In the material below, replace "compound eye" with "antenna" wherever it occurs, and reproduce everything else as it stands. Leave out the pictures.

DATA FOR THE TASK =

━━━━━━━━━━━━━━━━━━━━━━━━━━━━━━

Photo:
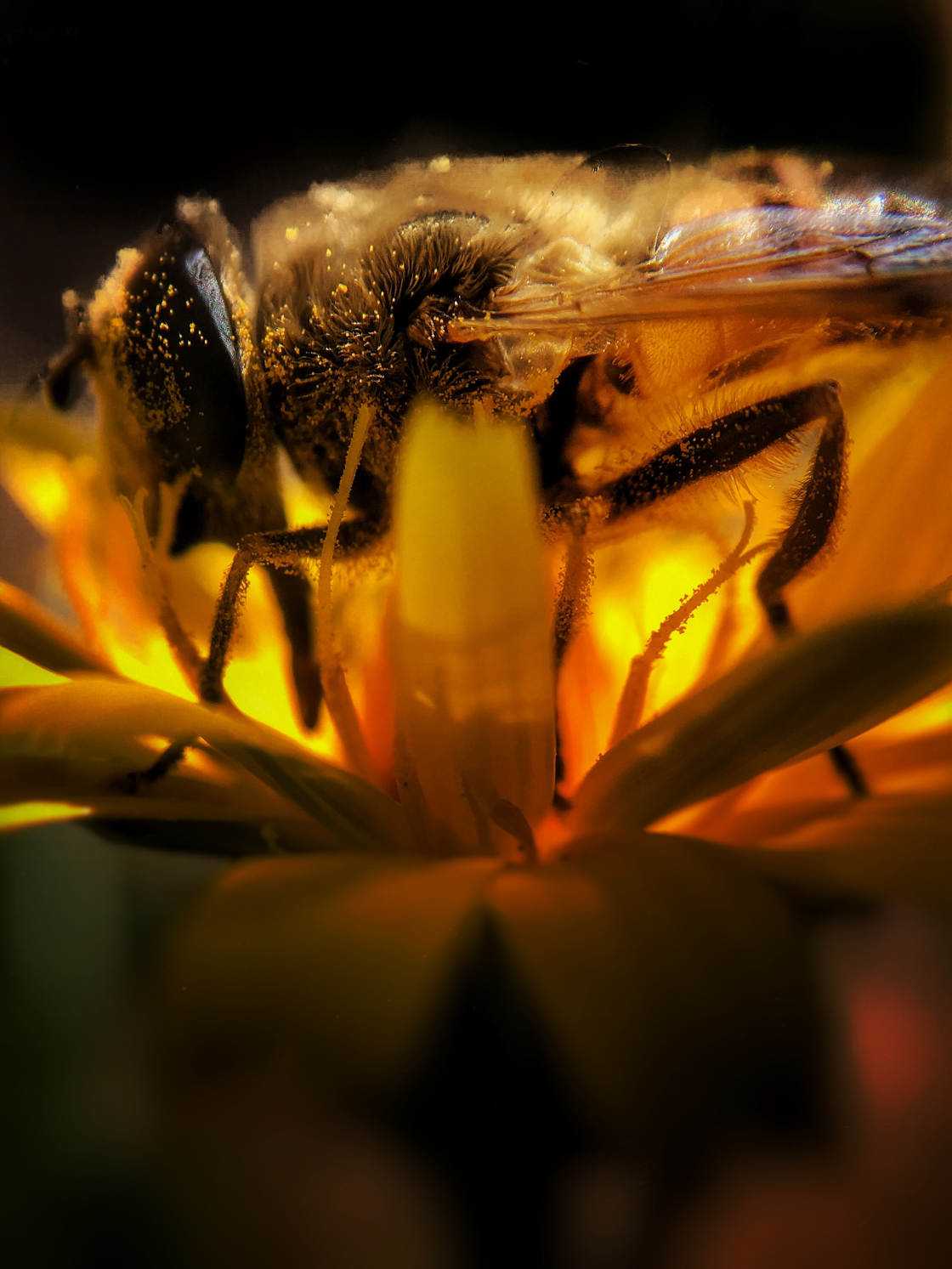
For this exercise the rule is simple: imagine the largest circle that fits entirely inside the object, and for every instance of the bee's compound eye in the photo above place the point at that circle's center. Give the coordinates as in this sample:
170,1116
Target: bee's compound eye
178,360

━━━━━━━━━━━━━━━━━━━━━━━━━━━━━━

THE RESULT =
Photo:
For this exercise the rule is simple: imagine the largest circle that fits entirely inside the object, and for every instance of the bee's antenna in the photo above place the point at that circle's center. Give the coordinates as in this sample:
170,1116
Target: bee's antenna
178,360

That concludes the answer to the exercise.